» SET TASK
Reproduce the entries below from the line containing "of the moored" through the last entry, switching "marker" to "pin" and changing nothing else.
==== SUPPLIED MATERIAL ====
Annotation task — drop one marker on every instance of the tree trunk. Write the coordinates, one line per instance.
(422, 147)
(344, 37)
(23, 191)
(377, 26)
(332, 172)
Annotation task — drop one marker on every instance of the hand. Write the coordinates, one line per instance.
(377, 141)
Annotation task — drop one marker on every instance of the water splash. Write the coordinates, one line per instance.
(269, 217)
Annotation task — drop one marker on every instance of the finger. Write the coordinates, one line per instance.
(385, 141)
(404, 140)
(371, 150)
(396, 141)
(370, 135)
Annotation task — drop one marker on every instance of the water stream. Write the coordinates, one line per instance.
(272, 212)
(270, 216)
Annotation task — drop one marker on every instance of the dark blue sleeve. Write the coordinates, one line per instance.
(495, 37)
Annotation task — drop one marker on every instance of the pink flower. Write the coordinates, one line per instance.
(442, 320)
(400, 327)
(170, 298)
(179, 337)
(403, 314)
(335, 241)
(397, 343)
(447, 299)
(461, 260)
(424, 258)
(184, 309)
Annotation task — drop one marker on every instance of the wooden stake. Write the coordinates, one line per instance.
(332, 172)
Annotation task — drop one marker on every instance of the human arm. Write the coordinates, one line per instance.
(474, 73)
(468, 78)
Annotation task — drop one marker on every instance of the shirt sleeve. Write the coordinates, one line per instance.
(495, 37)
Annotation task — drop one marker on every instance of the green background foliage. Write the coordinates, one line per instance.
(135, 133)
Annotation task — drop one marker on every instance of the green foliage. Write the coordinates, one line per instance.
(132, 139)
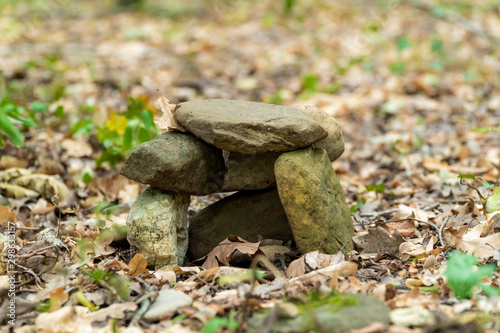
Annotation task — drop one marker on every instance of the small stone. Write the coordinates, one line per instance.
(167, 304)
(247, 214)
(314, 201)
(248, 127)
(248, 171)
(177, 162)
(334, 142)
(157, 226)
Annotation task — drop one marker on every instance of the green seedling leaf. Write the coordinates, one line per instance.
(87, 177)
(147, 119)
(59, 113)
(436, 45)
(310, 82)
(462, 274)
(488, 185)
(119, 283)
(466, 176)
(358, 205)
(379, 188)
(12, 132)
(38, 107)
(80, 298)
(216, 323)
(403, 43)
(83, 127)
(493, 201)
(481, 130)
(127, 139)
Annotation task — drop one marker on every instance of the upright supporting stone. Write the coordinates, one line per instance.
(313, 201)
(157, 226)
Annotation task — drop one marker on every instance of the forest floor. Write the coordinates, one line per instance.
(414, 84)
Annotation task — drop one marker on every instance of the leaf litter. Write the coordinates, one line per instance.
(412, 130)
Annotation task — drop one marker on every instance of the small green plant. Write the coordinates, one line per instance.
(490, 201)
(216, 323)
(360, 203)
(378, 188)
(463, 275)
(11, 113)
(119, 283)
(124, 131)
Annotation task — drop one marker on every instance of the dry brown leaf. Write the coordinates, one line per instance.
(57, 298)
(406, 228)
(226, 249)
(44, 184)
(379, 239)
(296, 268)
(77, 147)
(167, 121)
(472, 242)
(137, 266)
(12, 173)
(114, 311)
(17, 192)
(321, 276)
(6, 215)
(7, 162)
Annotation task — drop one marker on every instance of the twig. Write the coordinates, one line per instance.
(411, 219)
(259, 259)
(457, 19)
(441, 230)
(388, 211)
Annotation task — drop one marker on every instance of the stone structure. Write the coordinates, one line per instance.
(276, 157)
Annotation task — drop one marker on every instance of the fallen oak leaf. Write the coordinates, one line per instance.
(472, 242)
(137, 266)
(228, 248)
(167, 121)
(379, 239)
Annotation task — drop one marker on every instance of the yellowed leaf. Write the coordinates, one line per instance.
(137, 266)
(472, 242)
(44, 184)
(6, 215)
(14, 191)
(167, 121)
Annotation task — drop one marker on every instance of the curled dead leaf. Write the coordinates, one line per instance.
(167, 121)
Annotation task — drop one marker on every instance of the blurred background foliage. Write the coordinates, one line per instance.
(95, 68)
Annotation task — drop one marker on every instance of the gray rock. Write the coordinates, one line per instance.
(248, 127)
(167, 304)
(157, 226)
(334, 142)
(314, 201)
(247, 214)
(248, 171)
(336, 314)
(177, 162)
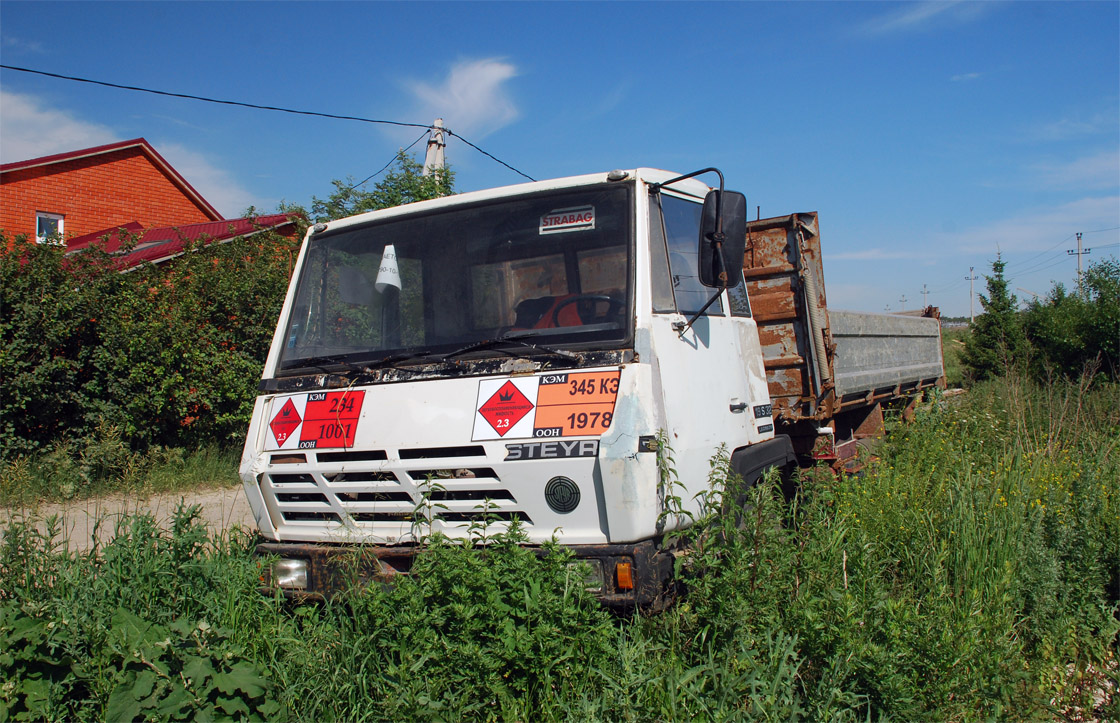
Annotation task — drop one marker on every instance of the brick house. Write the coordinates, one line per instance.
(114, 193)
(84, 191)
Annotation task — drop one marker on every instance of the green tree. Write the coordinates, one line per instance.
(403, 184)
(997, 341)
(1067, 331)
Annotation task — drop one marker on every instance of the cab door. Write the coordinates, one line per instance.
(710, 374)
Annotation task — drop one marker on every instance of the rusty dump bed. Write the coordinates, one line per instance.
(820, 363)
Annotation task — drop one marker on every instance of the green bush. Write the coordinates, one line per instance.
(164, 355)
(1070, 332)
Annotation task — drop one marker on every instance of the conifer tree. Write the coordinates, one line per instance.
(997, 341)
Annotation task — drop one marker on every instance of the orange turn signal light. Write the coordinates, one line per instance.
(625, 575)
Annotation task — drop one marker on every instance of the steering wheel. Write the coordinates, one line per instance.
(589, 301)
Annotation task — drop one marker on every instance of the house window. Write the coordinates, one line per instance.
(48, 227)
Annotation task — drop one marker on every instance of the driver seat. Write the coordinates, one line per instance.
(538, 313)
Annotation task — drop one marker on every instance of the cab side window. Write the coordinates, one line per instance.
(674, 226)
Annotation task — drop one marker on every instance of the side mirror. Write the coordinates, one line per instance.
(722, 238)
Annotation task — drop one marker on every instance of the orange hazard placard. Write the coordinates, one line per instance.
(330, 419)
(576, 404)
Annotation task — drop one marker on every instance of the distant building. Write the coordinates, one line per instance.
(95, 188)
(157, 245)
(96, 193)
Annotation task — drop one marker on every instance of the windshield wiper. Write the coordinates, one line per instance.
(515, 340)
(318, 363)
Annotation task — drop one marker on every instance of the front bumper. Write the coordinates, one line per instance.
(633, 575)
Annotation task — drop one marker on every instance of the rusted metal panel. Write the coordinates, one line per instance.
(785, 281)
(822, 367)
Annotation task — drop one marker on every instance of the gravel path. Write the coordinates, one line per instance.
(221, 508)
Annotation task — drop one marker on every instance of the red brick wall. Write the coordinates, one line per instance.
(95, 193)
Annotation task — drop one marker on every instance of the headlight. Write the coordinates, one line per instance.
(290, 574)
(593, 573)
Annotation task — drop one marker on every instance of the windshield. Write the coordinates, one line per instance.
(553, 266)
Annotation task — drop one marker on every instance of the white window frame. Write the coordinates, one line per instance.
(40, 215)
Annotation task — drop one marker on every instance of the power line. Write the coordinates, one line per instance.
(261, 108)
(389, 163)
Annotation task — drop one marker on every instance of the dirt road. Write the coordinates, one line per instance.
(221, 508)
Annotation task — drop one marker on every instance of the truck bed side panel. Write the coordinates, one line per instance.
(879, 351)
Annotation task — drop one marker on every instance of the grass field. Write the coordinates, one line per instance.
(970, 574)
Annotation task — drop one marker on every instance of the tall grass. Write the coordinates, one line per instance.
(103, 465)
(970, 574)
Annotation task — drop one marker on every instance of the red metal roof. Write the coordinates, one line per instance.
(109, 148)
(157, 245)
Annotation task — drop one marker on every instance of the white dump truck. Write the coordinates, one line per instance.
(522, 354)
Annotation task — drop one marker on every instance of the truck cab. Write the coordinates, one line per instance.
(516, 354)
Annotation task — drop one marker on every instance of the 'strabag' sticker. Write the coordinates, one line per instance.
(566, 219)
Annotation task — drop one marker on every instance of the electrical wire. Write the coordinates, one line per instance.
(390, 161)
(261, 108)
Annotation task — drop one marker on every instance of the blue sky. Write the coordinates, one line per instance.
(930, 135)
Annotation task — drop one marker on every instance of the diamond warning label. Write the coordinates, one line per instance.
(505, 409)
(285, 422)
(546, 406)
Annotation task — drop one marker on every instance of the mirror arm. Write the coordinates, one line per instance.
(699, 313)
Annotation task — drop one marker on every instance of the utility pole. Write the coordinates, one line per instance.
(1079, 253)
(434, 157)
(970, 279)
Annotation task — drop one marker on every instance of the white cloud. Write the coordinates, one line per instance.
(28, 129)
(1100, 171)
(19, 45)
(1075, 125)
(1034, 231)
(921, 16)
(876, 254)
(215, 184)
(472, 100)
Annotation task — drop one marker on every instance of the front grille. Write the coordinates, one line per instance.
(380, 496)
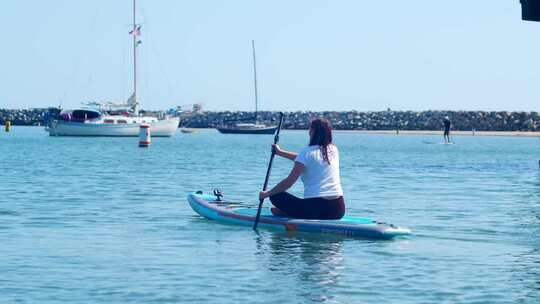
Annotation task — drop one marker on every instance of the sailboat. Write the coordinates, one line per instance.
(249, 128)
(111, 118)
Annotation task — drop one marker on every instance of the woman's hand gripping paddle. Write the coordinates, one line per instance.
(276, 139)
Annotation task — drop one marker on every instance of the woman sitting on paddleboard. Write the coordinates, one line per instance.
(318, 166)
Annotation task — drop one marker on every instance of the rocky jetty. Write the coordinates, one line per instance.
(349, 120)
(381, 120)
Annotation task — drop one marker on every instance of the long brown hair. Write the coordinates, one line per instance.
(321, 136)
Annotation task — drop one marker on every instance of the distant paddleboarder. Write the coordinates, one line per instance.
(447, 125)
(318, 166)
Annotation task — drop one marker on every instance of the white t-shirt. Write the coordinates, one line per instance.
(320, 178)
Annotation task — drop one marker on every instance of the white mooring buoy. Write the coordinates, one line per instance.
(144, 136)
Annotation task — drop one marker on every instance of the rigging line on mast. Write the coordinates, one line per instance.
(152, 52)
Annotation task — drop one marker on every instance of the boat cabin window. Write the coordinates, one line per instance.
(85, 114)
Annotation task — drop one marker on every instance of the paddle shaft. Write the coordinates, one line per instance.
(268, 170)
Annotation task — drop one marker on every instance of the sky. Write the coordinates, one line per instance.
(311, 54)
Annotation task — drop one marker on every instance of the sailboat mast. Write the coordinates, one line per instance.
(255, 81)
(135, 109)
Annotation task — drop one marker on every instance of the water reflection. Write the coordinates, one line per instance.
(310, 265)
(527, 264)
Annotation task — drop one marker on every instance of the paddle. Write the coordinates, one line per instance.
(276, 139)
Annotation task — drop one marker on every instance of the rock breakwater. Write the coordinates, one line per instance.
(345, 120)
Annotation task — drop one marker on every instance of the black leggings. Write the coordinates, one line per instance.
(309, 208)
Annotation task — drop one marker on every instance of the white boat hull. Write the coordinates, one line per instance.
(160, 128)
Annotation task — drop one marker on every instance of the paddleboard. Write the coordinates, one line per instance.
(238, 213)
(437, 143)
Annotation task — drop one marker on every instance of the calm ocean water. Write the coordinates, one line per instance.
(89, 220)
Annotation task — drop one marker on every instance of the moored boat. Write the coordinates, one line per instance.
(109, 118)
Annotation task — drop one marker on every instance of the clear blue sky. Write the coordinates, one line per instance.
(312, 54)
====
» SOLUTION TO THE EXERCISE
Annotation task — drop one pin on every instance of the moored boat. Write the coordinates, one line per instance.
(109, 118)
Annotation task — drop one pin on every instance of the clear blue sky. Write the coordinates, one line per instance.
(312, 54)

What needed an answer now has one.